(Work instructions)
Omit all images, then return the remaining material exactly as it stands.

(Raw data)
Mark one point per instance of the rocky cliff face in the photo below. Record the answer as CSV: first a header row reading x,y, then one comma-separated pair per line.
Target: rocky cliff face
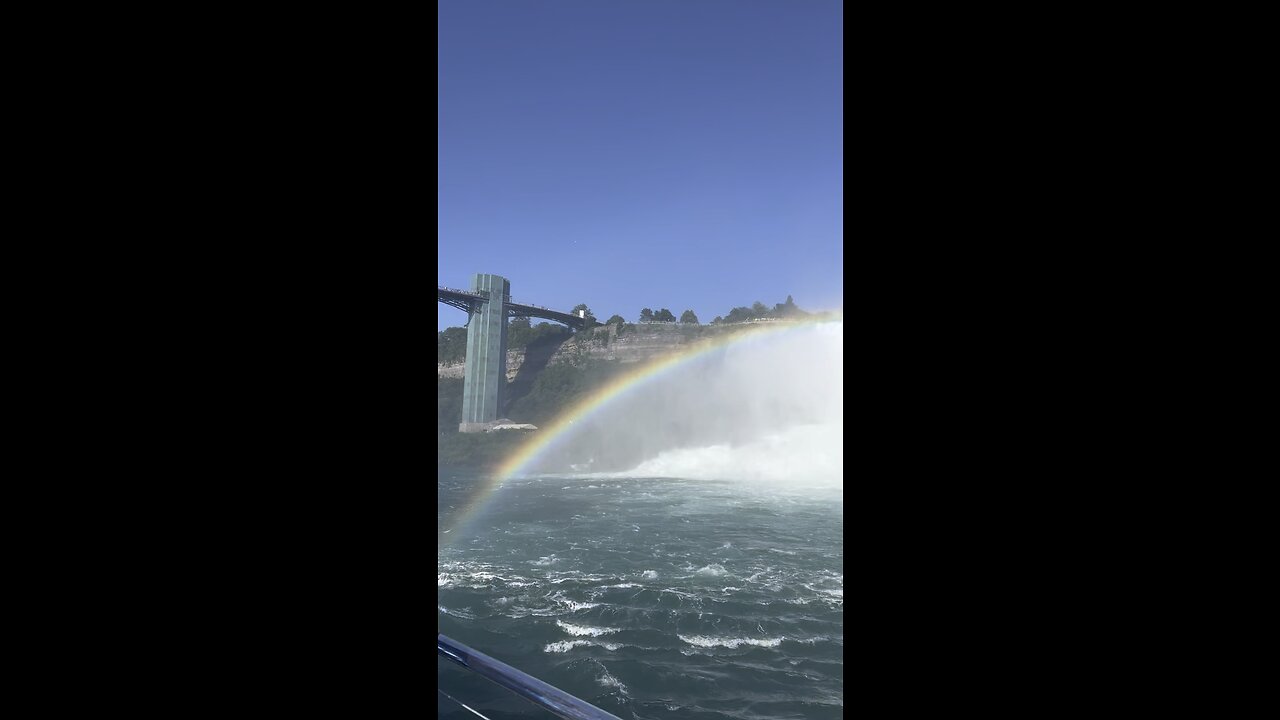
x,y
636,343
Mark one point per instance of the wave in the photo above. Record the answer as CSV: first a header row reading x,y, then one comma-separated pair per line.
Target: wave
x,y
703,641
462,614
585,629
565,646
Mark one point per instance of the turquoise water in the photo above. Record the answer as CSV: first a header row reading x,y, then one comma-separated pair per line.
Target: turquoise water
x,y
650,597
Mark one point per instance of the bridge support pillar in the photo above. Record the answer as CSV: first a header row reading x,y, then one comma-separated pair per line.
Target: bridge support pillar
x,y
485,374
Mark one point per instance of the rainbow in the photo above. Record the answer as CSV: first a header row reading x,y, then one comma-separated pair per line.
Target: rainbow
x,y
560,429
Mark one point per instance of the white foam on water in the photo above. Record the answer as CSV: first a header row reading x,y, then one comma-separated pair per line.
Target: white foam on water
x,y
585,629
703,641
565,646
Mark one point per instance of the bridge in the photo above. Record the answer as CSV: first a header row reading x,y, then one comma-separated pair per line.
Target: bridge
x,y
488,304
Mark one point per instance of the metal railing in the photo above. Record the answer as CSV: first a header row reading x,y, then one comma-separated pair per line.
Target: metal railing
x,y
528,687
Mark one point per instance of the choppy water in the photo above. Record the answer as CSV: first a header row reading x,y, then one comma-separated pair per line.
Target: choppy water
x,y
650,597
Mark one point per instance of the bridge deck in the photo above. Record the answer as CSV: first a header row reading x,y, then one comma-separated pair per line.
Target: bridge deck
x,y
466,300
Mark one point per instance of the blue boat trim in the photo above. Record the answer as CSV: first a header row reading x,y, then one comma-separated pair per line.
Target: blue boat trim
x,y
525,686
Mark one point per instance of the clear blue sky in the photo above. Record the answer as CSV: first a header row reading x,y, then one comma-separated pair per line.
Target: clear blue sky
x,y
627,154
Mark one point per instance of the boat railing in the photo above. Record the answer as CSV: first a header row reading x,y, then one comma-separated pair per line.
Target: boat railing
x,y
525,686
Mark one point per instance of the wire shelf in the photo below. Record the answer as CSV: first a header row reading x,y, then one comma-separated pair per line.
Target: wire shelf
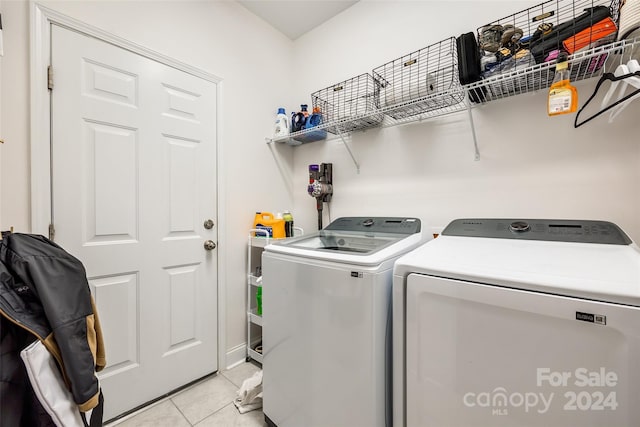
x,y
421,81
533,35
583,65
349,105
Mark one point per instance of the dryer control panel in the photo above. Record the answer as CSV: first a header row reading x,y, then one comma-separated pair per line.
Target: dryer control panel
x,y
561,230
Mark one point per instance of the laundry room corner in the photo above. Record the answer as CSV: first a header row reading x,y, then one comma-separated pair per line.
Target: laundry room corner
x,y
529,163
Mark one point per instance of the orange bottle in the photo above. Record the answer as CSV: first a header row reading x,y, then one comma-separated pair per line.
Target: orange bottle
x,y
563,96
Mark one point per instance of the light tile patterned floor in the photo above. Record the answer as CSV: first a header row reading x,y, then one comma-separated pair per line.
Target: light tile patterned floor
x,y
207,403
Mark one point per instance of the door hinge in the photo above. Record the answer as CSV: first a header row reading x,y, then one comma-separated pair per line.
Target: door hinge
x,y
49,78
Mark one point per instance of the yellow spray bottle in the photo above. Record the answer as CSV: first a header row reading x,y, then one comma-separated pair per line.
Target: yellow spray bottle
x,y
563,96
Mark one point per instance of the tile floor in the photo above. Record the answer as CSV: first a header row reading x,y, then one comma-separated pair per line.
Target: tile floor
x,y
207,403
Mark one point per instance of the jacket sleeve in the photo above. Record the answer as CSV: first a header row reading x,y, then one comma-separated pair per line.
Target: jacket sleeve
x,y
61,284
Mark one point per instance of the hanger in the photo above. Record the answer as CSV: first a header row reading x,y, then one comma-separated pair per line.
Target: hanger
x,y
614,79
632,66
621,70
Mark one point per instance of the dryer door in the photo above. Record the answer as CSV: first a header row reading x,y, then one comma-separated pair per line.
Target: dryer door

(Answer to this exercise)
Mark one point per instance of the rocky cliff face in the photo below. Record the answer as CSV: first a header row reading x,y, then one comma-separated pair per line.
Target: rocky cliff face
x,y
636,343
Mark one point per instance of the wave in the photo above. Record the answer as CSV: first a header row reading x,y, then one comma-separated pair per line.
Target: wave
x,y
703,641
462,614
585,629
565,646
Mark one point per instance of the turquoise water in the photo above. Record the answer as CSV: first a header row reading x,y, then one comma-separated pair per line.
Target: turquoise water
x,y
650,597
Mark one point per instance of the bridge support pillar in the photo above. Record the answer as CSV: first a header row reading x,y, then one comma-separated pair per line.
Target: bridge support pillar
x,y
485,374
Mark one point per instance of the rainbow in the photo above. Record the answer as CSV: first a header row reading x,y, then one comma-separated pair per line.
Target: rainbow
x,y
560,429
Mark one point per instance of the white foam on water in the photo above. Record the answer as CSV: first a header row reading x,y, then one comma-separated pair per line.
Target: white foam on water
x,y
585,629
703,641
565,646
Mark one point per instance of the bridge in the photo above. Record the answer as CSV: first a header row reading x,y, then one comma-separated pair per line.
Target: bridge
x,y
488,304
Mark one point per instance of the metal railing in the photo above. Record the answer as CSV: first a header row reading x,y, then one comma-separated pair per line.
Target: metal railing
x,y
528,687
Mark one point per instance of the choppy water in the photo above. Record the answer as CSV: first a header row reading x,y, then one comma-separated pair per line.
Target: choppy water
x,y
650,597
Mark one point per instance of the bridge deck in the photo above. Record the answer as CSV: first a header row reading x,y, then one comma-separated pair per line.
Target: bridge deck
x,y
466,300
Mark one point per instance of the blue boat trim in the photo above. Record the answer as CSV: first a header row reading x,y, then one comma-separated pair per line.
Target: blue boat trim
x,y
525,686
Mark one point per instance of the clear blue sky in the photo above. Record the answer as CSV: first a header row reading x,y, then one comma-separated pair per line.
Target: clear blue sky
x,y
627,154
Mark one point per instance of the boat railing in the photo above. Record the answer as CSV: first a header row reading x,y, then one comma-separated pair per line.
Target: boat railing
x,y
525,686
Mark one point per instance of the wire shelf in the photo below. Record the answer as CSV: first a header row reading x,y, then one comma-separated pair per line.
Target: wire shelf
x,y
421,81
533,35
583,65
349,105
Mark one point per instance of the dryer control panel in the photo above. Record the answer as CSV: first a header row reading x,y, then one comma-separated pair per line.
Target: dryer control panel
x,y
561,230
Mark one point per instance of the laundry room corner in the photo above. Record the answer as CSV: first a header row reading x,y, then one comma-separated pair per line.
Target: laundry room corner
x,y
529,163
Mark one point per instance of the orange bottle in the photo above. Record the answer as CSV: first a header row reading x,y, then one comma-separated pair per line.
Target: orange bottle
x,y
563,96
Mark one point per instance of the light tile patterned floor in the photo above. Record the answer as CSV: first a header row reading x,y, then one comma-separated pair per line.
Target: light tile patterned floor
x,y
207,403
Mark one point per instance of the door hinge in the photo above. Record the answer as CSV: first a header row reading x,y, then one comma-separated pair per line.
Target: door hinge
x,y
49,78
Mark one point per instance of the yellow spray bottle in the photo above. Record the answer as CSV: first a header row reading x,y, then one comma-separated pair per line.
Target: yellow spray bottle
x,y
563,96
Mark one point per instance of the tile floor in the photo above. Record the answer as CSV: first a header row reading x,y, then one comma-separated pair per line.
Target: tile floor
x,y
207,403
Mark one point per instance of the jacket sleeve in the photo above. Record the answer as CSV: first a header row reading x,y, then one comma-separated pair per line.
Target: jacket sleeve
x,y
61,284
Mark one point per instance of the hanger in the photo above. Record the answer as CSV: first a header row reading x,y, then one comma-separated pair per line.
Target: hanger
x,y
614,79
632,66
621,70
Mark one point per instance of the dryer door in the photo above. Record the answer as CSV: first a header row reading x,y, then one comma-separated pair per line.
Target: dryer door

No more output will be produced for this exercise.